◆ To do: Every line of the data must appear again in the answer, exactly as written.

Stored data Start Marker

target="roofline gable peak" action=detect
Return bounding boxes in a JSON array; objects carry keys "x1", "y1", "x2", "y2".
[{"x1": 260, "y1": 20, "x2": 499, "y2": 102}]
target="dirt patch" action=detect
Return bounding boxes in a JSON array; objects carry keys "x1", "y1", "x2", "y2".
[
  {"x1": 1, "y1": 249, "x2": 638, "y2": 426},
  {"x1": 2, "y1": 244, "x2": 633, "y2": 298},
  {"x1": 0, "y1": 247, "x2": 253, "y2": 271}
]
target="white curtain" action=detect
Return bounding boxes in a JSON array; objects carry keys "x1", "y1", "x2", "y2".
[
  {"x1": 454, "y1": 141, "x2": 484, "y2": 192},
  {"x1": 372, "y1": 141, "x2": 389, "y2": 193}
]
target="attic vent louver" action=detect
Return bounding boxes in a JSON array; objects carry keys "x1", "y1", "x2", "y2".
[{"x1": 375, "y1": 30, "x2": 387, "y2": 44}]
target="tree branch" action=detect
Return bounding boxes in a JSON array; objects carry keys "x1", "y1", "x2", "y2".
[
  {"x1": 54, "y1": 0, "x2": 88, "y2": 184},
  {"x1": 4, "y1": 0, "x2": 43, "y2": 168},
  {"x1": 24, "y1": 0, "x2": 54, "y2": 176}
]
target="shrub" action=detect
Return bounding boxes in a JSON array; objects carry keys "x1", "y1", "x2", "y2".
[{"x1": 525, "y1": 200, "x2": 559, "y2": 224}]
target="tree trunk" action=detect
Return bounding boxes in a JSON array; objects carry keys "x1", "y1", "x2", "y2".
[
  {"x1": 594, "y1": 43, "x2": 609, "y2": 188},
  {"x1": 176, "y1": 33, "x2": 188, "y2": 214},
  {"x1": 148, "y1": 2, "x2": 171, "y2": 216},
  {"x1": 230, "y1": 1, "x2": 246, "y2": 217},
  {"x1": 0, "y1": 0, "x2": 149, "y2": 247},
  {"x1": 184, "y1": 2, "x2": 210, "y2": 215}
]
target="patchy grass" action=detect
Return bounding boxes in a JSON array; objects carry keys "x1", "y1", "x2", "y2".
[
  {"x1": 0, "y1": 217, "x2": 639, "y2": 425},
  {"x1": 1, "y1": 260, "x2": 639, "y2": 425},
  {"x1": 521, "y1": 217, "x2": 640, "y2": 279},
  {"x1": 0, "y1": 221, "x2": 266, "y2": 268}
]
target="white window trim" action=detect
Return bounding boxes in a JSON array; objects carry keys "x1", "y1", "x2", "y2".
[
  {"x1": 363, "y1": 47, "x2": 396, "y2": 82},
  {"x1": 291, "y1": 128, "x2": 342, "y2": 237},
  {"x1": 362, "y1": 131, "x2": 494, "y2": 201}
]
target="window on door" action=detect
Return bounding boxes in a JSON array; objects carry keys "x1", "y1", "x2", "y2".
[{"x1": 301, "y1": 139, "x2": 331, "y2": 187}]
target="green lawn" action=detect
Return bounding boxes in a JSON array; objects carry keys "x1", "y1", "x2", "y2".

Stored data End Marker

◆ Answer section:
target="roofline gable peak" action=detect
Return bounding boxes in a JSON array; objects carry keys "x1", "y1", "x2", "y2".
[{"x1": 260, "y1": 20, "x2": 499, "y2": 102}]
target="dirt patch" action=detect
Return bounding boxes in a JSON array; objects carry keys "x1", "y1", "x2", "y2".
[
  {"x1": 1, "y1": 249, "x2": 638, "y2": 426},
  {"x1": 2, "y1": 244, "x2": 633, "y2": 298},
  {"x1": 0, "y1": 247, "x2": 253, "y2": 271}
]
target="white curtain" action=detect
Return bounding boxes in a JSON array; objects carry keys "x1", "y1", "x2", "y2".
[
  {"x1": 454, "y1": 141, "x2": 484, "y2": 192},
  {"x1": 372, "y1": 141, "x2": 389, "y2": 193}
]
target="attic vent louver" action=detect
Return bounding boxes in a JSON array; objects carry keys "x1", "y1", "x2", "y2".
[{"x1": 375, "y1": 30, "x2": 387, "y2": 44}]
target="tree branch" action=detect
Return bounding boxes in a JSON array; objects carry keys "x1", "y1", "x2", "y2".
[
  {"x1": 54, "y1": 0, "x2": 88, "y2": 184},
  {"x1": 4, "y1": 0, "x2": 43, "y2": 168},
  {"x1": 24, "y1": 0, "x2": 54, "y2": 176}
]
target="shrub" action=detect
Return bounding boxes in a JSON array; objects carry keys "x1", "y1", "x2", "y2".
[{"x1": 525, "y1": 200, "x2": 559, "y2": 224}]
target="tree trunk" action=detect
Return bounding boxes in a JSON array; objects carry keys "x1", "y1", "x2", "y2".
[
  {"x1": 594, "y1": 43, "x2": 609, "y2": 188},
  {"x1": 176, "y1": 33, "x2": 188, "y2": 214},
  {"x1": 148, "y1": 2, "x2": 171, "y2": 216},
  {"x1": 230, "y1": 1, "x2": 246, "y2": 217},
  {"x1": 0, "y1": 0, "x2": 149, "y2": 247},
  {"x1": 184, "y1": 2, "x2": 210, "y2": 215}
]
target="patchy grass" action=detect
Return bounding boxes in a JSON array; objects carry keys "x1", "y1", "x2", "y2".
[
  {"x1": 0, "y1": 217, "x2": 639, "y2": 425},
  {"x1": 1, "y1": 260, "x2": 639, "y2": 425},
  {"x1": 521, "y1": 217, "x2": 640, "y2": 279},
  {"x1": 0, "y1": 221, "x2": 266, "y2": 268}
]
target="white window trim" action=detect
Return bounding boxes in a JSON array; objects carry keys "x1", "y1", "x2", "y2".
[
  {"x1": 363, "y1": 47, "x2": 396, "y2": 82},
  {"x1": 291, "y1": 128, "x2": 342, "y2": 237},
  {"x1": 362, "y1": 131, "x2": 494, "y2": 201}
]
target="window on door" action=detect
Return bounding boxes in a JSON array; objects carry keys "x1", "y1", "x2", "y2".
[{"x1": 301, "y1": 139, "x2": 331, "y2": 187}]
target="green lawn" action=detect
Return bounding boxes in a JSON array; objects carry keys "x1", "y1", "x2", "y2".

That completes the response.